* [WHAT TO PRODUCE] Update the lines starting with the one that contains "palm tree in the photo above." and going on through the one that contains "48], [426, 75]]", changing "tall tree" to "large tree" and leaving everything else unchanged. Give back only those lines.

* [INFORMATION SUPPLIED]
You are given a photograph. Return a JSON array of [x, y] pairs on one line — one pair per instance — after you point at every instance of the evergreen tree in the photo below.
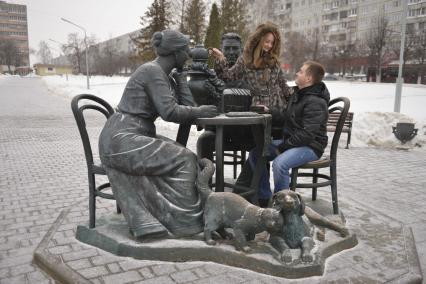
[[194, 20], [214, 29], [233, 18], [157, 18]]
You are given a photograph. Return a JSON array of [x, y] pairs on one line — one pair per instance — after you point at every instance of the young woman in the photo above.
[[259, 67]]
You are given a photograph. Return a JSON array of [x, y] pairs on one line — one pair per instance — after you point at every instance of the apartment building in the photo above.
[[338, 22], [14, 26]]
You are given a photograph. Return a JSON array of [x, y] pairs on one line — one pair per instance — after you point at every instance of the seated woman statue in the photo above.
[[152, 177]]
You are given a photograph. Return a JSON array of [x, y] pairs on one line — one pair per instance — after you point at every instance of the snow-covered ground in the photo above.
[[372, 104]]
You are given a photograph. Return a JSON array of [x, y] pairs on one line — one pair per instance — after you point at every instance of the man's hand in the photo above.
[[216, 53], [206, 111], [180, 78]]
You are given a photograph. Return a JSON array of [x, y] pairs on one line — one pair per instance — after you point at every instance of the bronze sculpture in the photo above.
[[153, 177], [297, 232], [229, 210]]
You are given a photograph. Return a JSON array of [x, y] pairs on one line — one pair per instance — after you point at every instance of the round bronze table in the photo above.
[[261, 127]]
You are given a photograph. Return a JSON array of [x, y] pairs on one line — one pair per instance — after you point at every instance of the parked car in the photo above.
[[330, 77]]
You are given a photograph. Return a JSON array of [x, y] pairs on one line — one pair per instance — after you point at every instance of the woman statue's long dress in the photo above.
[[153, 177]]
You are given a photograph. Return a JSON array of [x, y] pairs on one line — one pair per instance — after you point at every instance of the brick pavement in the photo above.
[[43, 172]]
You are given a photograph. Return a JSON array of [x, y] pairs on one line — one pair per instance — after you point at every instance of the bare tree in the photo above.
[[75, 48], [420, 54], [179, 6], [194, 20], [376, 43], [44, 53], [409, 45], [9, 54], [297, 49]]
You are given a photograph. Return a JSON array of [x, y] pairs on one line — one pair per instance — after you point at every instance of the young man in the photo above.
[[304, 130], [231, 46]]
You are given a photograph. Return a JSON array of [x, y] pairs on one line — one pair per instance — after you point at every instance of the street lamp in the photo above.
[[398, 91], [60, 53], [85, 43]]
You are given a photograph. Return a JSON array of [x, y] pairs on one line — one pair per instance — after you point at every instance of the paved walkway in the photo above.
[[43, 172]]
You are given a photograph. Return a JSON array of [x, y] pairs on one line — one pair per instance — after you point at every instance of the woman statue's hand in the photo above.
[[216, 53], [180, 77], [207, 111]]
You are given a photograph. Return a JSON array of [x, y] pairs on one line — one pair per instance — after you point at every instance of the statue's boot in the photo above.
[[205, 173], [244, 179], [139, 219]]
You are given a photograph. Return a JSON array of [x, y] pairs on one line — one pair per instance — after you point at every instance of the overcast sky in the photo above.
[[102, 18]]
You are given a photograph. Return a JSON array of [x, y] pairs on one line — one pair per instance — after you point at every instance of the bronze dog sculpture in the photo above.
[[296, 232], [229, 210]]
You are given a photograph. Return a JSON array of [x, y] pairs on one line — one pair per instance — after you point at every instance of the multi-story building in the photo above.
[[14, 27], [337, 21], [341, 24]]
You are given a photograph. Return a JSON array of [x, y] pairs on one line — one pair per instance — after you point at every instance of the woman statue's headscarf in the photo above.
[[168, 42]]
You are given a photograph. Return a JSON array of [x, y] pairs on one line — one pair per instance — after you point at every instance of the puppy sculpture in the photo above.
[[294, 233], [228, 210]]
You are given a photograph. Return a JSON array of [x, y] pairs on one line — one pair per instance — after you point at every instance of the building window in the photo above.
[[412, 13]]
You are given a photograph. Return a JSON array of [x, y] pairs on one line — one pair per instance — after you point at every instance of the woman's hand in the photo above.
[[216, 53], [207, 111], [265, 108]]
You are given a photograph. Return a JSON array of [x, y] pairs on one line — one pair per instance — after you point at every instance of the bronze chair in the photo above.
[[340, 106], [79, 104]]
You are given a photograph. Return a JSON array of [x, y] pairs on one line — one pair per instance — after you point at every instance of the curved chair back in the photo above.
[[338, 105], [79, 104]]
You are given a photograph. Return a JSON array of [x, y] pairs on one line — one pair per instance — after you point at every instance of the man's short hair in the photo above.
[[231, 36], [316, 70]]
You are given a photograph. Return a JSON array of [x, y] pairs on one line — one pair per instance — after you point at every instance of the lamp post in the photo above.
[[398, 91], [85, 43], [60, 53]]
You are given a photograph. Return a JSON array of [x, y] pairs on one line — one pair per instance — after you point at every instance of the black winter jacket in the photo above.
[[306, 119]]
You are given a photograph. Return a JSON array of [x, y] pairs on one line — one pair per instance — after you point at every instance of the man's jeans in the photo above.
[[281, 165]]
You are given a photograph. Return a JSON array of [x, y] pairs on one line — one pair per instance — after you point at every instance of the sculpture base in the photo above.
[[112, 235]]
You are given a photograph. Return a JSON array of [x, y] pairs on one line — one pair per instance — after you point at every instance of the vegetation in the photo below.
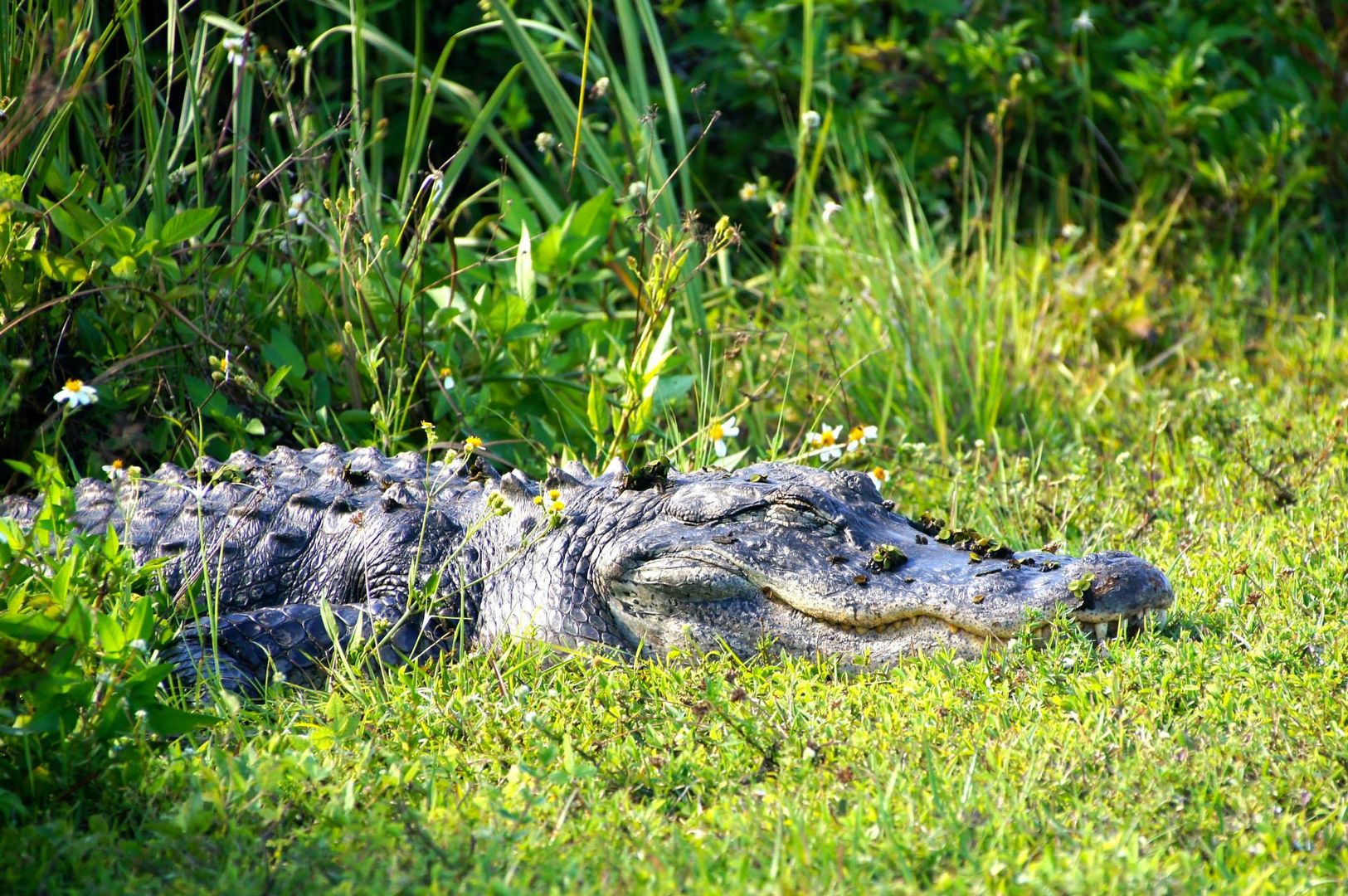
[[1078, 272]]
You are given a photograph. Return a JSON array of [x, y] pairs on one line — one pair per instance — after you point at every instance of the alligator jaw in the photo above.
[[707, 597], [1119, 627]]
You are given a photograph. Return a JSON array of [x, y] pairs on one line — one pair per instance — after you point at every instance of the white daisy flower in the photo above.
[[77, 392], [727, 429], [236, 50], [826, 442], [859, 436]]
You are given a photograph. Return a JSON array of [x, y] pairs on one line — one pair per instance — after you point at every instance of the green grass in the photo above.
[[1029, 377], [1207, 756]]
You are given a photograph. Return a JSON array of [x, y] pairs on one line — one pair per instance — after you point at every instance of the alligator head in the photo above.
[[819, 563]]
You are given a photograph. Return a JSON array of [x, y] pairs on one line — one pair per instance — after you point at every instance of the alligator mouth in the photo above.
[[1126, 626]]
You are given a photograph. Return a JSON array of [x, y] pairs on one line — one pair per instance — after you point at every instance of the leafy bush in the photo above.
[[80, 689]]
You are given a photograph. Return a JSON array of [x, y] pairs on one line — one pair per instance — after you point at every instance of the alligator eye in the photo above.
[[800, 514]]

...

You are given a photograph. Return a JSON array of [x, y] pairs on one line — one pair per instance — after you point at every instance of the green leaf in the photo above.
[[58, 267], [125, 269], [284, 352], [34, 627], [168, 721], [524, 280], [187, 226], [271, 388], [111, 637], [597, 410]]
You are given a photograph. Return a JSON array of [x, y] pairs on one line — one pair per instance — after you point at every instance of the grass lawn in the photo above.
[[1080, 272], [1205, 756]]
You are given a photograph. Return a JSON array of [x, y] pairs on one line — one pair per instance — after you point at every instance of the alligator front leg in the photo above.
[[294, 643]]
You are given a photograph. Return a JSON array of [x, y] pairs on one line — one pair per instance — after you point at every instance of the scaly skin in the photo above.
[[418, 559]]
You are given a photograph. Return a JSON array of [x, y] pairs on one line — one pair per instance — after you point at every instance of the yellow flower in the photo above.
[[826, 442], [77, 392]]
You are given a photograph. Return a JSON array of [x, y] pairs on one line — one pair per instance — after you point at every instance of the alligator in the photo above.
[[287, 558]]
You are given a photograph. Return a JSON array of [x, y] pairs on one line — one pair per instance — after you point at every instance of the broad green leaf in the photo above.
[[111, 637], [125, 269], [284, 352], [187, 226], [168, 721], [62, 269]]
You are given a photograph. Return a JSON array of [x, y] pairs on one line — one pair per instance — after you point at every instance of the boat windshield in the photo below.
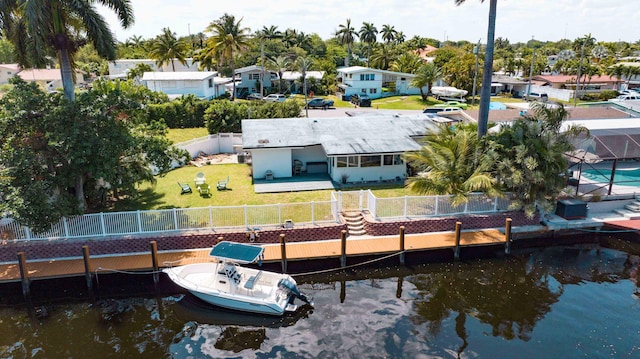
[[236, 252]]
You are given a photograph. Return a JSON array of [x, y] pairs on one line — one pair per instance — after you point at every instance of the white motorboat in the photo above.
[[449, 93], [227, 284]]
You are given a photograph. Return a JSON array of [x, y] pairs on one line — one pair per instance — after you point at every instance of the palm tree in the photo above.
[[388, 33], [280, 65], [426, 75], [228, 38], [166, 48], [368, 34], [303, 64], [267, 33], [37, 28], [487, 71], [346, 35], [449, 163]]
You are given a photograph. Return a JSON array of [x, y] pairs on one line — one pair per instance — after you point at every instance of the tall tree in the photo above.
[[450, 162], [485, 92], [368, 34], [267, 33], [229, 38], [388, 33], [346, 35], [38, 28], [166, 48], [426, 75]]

---

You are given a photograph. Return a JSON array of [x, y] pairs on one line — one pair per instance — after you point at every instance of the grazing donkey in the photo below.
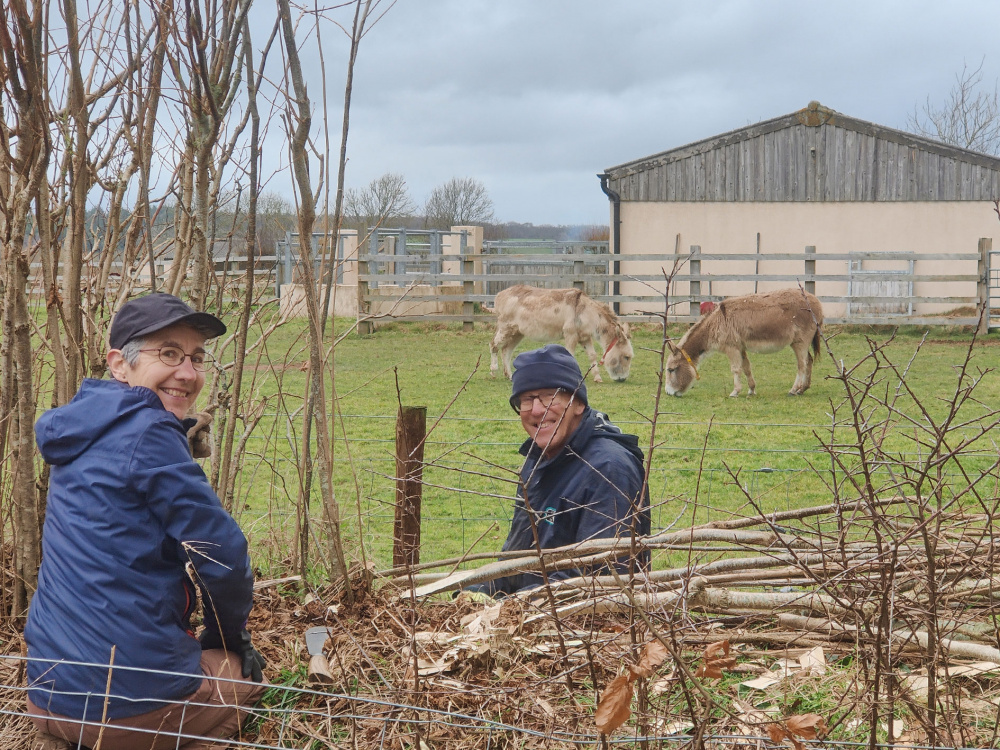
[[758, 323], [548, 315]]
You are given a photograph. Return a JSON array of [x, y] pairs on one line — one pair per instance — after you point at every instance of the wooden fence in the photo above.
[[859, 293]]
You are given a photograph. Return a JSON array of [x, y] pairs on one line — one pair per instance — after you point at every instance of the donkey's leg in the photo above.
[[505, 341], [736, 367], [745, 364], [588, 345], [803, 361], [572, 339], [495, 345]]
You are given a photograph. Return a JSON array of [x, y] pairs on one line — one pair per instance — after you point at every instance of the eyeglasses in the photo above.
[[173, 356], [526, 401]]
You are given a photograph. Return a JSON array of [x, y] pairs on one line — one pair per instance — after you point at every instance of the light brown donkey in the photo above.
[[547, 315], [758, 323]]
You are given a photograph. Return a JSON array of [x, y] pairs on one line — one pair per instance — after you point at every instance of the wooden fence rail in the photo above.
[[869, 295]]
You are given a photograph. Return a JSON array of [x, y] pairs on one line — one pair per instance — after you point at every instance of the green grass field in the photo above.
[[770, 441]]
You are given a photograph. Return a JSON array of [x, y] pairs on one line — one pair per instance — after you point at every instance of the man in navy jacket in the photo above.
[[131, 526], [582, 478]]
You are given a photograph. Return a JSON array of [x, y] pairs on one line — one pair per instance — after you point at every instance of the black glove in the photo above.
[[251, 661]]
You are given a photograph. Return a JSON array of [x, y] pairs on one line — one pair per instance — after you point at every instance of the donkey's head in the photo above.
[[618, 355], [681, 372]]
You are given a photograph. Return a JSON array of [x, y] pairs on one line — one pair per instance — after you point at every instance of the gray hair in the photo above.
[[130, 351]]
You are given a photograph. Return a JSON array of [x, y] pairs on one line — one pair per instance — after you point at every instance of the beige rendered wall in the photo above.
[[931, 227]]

* [RESULT FOR THIS EXERCISE]
You are given a photograph. Return a JSON array of [x, y] pairs on one line — one pair per instance — after you point at every instance of the palm tree in the photo above.
[[388, 33], [280, 65], [426, 75], [228, 38], [166, 48], [368, 34], [303, 64], [267, 33], [37, 28], [487, 71], [346, 35], [449, 163]]
You are given a photograph. Return a JSON array of [x, y] pairs on one line — one pair per instance — after you point at every instance of the large tree in the photo above.
[[450, 162], [485, 92], [368, 34], [267, 33], [229, 38], [388, 33], [346, 35], [38, 28], [166, 48], [426, 75]]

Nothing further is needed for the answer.